▶ [Exercise description]:
Pick out and copy every line of the listing below that contains the word "target". Case counts.
-- Begin Input records --
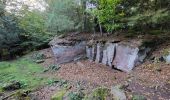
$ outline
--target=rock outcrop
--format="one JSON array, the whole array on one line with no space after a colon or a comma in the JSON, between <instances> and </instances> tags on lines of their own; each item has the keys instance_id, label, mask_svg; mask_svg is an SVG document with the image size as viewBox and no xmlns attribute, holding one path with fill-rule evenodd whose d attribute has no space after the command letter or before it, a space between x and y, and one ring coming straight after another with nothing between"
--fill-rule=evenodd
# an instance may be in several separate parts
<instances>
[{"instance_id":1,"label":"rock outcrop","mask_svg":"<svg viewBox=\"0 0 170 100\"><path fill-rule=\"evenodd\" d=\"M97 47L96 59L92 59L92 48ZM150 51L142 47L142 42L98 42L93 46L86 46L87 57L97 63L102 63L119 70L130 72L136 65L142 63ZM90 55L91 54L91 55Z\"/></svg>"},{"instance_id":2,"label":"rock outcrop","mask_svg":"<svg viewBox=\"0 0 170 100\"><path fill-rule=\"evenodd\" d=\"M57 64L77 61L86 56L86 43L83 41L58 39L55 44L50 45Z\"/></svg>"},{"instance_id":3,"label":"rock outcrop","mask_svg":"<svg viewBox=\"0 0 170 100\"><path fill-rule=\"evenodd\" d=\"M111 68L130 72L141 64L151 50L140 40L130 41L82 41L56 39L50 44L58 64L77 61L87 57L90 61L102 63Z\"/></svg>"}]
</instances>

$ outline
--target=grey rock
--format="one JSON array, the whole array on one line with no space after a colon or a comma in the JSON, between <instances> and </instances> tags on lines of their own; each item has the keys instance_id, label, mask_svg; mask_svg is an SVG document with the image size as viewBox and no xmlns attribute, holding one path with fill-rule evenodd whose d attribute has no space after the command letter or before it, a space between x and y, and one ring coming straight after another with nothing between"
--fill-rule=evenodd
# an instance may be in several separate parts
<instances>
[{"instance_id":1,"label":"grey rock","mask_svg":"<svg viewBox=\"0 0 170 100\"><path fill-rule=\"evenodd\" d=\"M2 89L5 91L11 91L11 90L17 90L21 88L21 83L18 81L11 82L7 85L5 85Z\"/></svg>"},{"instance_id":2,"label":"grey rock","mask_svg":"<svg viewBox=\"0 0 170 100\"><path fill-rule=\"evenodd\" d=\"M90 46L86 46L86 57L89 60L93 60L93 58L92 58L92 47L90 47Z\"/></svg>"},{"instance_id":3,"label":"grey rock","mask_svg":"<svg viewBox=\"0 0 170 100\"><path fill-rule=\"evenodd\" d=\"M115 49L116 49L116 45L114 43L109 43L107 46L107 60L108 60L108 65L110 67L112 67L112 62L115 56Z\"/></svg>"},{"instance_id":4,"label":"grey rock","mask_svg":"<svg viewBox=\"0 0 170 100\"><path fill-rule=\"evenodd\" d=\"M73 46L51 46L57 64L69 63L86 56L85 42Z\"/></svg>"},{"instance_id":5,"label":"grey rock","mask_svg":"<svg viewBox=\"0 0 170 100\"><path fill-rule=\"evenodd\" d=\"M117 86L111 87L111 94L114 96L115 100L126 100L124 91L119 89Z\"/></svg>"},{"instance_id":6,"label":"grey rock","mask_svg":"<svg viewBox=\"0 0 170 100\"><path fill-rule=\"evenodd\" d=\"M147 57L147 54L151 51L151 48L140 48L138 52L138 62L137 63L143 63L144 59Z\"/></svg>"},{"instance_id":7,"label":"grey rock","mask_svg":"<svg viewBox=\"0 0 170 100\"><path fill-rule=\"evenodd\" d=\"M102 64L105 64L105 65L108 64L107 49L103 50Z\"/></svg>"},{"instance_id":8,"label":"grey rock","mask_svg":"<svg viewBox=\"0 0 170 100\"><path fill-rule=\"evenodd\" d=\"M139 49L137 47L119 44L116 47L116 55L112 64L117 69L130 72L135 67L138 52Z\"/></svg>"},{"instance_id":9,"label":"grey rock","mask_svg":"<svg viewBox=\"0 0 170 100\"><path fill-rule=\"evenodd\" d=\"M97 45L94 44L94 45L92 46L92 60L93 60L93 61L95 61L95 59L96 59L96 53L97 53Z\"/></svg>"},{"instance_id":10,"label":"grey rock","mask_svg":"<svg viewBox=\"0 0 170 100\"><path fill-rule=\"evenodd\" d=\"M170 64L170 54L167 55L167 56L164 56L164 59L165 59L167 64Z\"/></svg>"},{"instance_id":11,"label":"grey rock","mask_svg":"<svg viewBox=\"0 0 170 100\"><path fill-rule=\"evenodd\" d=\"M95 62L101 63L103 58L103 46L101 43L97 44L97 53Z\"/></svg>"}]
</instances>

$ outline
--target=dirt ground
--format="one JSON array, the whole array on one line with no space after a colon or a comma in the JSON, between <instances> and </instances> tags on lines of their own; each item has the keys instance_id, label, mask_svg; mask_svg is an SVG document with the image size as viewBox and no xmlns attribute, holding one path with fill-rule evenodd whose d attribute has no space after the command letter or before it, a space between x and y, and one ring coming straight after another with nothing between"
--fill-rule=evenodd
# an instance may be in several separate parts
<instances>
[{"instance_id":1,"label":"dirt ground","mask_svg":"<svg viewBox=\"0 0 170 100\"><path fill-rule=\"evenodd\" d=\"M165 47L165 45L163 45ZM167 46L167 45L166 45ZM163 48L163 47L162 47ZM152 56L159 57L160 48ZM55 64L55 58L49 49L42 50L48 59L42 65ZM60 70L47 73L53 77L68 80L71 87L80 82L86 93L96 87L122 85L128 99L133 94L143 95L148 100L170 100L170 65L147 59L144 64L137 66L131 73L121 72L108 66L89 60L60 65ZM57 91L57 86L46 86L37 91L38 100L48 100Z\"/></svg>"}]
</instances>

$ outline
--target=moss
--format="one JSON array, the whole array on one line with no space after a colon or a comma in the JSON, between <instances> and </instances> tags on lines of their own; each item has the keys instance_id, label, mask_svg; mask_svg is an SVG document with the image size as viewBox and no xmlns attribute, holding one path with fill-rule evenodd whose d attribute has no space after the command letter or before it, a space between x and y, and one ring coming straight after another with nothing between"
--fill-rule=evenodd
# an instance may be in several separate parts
-- End Input records --
▶ [The solution]:
--target=rock outcrop
--target=grey rock
--target=dirt ground
--target=moss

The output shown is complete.